Write out exactly the lines of the entries below from the one holding "Would you point out the chick's" to the one holding "Would you point out the black eye", inclusive, and leave out all other lines.

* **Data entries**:
╭──
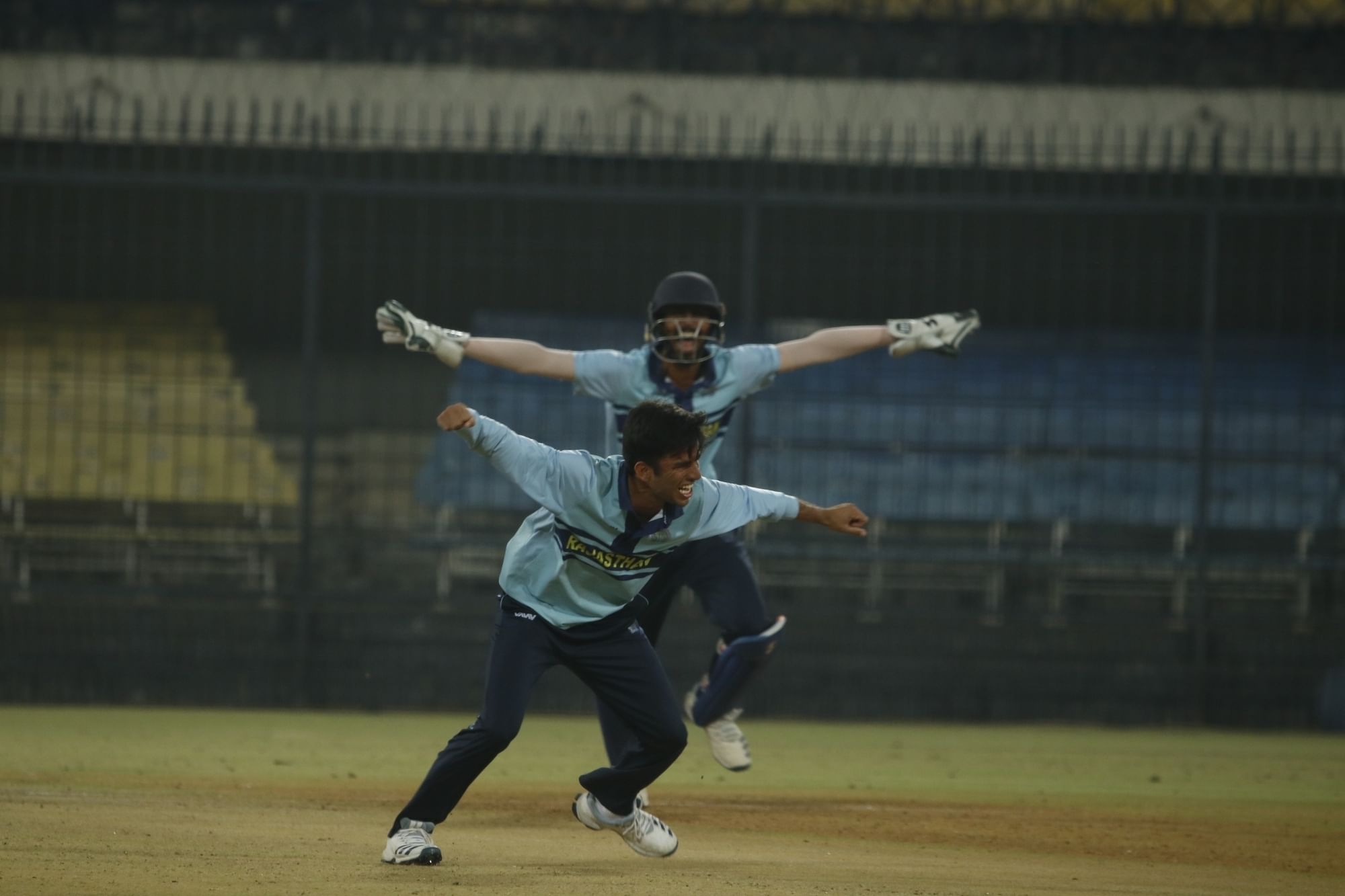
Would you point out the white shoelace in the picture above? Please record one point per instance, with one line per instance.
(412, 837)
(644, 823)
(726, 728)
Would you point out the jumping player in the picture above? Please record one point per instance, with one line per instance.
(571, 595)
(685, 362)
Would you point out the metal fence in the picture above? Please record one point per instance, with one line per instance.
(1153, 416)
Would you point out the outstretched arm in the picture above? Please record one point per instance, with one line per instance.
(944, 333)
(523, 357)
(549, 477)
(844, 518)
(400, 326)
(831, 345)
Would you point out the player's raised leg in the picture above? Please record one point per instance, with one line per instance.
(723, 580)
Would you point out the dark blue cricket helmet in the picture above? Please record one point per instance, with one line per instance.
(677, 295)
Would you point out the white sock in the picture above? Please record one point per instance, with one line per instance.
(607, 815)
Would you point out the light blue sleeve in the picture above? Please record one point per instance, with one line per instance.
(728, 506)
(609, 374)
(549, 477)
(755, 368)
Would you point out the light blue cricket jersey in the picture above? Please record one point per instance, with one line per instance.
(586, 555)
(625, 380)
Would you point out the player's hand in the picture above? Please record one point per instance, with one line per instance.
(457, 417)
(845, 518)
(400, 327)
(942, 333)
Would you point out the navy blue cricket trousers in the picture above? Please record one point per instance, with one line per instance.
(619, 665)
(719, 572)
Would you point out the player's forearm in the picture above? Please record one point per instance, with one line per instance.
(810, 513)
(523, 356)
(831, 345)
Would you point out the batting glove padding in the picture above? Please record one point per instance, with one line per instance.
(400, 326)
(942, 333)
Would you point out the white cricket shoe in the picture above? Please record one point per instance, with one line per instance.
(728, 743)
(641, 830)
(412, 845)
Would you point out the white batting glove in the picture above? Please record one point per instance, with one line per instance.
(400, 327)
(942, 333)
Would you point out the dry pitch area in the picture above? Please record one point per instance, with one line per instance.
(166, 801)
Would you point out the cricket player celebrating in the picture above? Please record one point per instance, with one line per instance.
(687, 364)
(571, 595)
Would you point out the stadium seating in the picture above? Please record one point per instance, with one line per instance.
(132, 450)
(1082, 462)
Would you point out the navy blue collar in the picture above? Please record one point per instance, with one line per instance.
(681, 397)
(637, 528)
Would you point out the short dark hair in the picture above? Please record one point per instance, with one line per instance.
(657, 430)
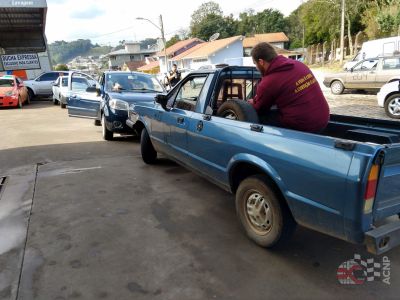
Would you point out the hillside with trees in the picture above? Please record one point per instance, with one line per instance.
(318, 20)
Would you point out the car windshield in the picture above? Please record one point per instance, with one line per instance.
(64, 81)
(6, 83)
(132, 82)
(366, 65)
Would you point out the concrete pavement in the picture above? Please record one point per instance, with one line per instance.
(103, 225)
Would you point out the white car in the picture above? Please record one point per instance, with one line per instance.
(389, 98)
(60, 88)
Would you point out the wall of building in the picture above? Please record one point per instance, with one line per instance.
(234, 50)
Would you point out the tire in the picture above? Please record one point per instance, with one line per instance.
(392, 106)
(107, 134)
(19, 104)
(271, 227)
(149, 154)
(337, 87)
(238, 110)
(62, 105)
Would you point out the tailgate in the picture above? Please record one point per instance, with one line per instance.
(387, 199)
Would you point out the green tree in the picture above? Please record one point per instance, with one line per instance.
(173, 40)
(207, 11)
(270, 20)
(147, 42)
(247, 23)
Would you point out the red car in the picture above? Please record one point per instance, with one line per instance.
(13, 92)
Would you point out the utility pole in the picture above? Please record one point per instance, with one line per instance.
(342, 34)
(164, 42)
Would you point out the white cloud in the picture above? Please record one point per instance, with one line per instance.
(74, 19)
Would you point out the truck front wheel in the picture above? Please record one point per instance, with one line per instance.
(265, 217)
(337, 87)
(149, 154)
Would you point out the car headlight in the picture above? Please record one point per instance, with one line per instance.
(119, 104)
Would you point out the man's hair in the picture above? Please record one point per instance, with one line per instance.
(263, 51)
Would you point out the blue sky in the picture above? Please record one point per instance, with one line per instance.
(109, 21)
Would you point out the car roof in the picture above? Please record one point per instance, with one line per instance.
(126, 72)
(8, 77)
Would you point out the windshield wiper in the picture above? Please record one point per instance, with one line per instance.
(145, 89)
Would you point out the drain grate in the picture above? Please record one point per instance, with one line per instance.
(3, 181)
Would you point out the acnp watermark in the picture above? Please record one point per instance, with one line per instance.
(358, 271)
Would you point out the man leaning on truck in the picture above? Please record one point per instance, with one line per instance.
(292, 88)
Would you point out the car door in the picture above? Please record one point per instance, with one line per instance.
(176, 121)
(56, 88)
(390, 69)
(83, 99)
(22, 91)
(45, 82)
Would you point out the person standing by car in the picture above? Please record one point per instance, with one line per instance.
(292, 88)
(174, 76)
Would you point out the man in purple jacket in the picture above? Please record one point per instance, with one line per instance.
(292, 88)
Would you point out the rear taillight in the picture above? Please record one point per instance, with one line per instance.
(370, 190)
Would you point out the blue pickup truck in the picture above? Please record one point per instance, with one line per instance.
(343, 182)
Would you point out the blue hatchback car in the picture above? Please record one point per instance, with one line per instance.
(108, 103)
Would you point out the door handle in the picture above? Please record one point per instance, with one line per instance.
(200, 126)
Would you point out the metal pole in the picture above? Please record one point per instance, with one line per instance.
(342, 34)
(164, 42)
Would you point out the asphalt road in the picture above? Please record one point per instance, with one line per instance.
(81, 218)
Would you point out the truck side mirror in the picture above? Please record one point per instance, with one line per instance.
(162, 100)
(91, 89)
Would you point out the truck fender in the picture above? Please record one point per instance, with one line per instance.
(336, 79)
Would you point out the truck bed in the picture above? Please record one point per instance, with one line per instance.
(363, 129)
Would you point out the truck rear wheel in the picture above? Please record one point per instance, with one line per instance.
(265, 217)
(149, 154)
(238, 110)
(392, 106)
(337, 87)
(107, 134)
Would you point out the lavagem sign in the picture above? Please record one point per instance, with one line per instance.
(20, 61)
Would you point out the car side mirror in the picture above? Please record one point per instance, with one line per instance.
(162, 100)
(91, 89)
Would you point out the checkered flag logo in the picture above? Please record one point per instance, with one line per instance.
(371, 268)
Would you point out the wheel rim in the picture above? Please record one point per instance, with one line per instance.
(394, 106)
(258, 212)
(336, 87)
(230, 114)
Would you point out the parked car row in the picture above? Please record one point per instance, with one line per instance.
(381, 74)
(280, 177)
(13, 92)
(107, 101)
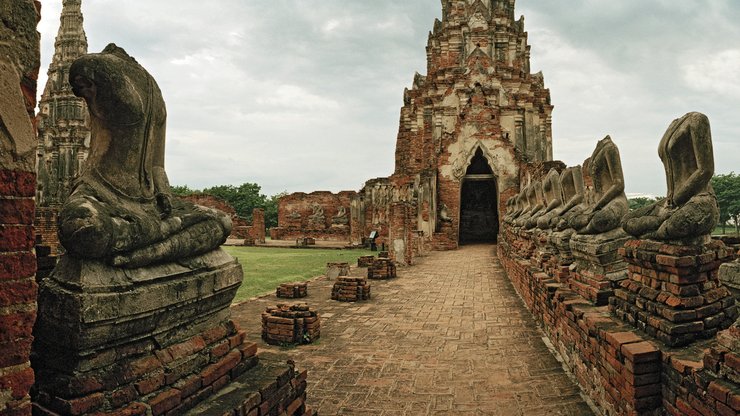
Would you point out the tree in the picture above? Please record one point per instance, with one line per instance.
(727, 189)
╰──
╭──
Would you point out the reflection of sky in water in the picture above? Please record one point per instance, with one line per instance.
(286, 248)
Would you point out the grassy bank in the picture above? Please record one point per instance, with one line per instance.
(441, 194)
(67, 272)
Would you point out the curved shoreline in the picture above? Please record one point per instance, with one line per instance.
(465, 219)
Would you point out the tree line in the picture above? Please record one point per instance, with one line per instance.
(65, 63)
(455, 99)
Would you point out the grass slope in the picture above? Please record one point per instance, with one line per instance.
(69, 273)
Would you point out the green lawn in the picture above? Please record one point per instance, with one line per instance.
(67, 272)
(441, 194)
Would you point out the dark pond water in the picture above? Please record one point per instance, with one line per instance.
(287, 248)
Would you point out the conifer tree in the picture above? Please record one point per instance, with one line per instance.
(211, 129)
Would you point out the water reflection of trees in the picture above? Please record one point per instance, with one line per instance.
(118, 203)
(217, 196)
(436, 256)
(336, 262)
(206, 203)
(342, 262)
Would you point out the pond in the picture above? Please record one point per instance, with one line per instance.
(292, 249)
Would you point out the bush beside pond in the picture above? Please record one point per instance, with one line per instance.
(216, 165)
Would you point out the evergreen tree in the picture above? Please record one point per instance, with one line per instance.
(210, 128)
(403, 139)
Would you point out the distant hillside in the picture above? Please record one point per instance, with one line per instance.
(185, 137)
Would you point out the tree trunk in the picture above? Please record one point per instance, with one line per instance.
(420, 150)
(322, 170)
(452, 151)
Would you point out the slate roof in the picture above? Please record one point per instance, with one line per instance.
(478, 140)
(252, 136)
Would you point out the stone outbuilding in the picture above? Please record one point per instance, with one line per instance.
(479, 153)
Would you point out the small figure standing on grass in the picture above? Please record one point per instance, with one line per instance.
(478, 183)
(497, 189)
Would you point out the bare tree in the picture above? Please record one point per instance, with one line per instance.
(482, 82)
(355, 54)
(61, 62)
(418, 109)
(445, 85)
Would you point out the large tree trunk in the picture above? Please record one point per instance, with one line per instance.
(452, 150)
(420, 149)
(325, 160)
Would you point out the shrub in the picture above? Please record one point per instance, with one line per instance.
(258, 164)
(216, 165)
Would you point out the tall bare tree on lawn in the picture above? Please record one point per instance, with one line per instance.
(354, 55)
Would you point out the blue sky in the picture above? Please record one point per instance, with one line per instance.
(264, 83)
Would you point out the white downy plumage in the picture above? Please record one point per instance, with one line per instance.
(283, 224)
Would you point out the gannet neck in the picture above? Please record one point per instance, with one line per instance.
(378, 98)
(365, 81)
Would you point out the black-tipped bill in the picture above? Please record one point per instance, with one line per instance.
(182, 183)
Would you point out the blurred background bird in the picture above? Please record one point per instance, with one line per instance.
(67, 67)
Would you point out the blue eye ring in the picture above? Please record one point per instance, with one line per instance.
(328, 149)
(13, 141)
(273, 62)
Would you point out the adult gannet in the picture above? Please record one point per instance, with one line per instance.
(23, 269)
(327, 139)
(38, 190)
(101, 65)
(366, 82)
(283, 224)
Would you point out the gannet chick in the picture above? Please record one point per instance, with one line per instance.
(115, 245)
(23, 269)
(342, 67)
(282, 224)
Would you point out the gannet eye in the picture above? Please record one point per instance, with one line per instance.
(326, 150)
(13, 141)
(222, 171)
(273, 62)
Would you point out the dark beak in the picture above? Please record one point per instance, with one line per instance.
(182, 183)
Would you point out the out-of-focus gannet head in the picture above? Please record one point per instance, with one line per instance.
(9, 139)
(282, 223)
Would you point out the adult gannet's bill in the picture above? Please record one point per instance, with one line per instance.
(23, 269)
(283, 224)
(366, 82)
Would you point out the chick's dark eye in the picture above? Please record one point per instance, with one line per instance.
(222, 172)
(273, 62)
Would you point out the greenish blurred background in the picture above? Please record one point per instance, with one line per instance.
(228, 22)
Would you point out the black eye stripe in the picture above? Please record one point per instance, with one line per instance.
╰──
* **PROBLEM SOLUTION**:
Would you point out the chick's dark eye in the picture above? Please record one point per instance, with one line per instance.
(222, 172)
(273, 62)
Would you point out the greenish blurred background in the picture above? Please record one point per instance, with one line per instance.
(228, 22)
Would you point out the black eye stripe in the picture above? Please record one point per instance, with one line per instance.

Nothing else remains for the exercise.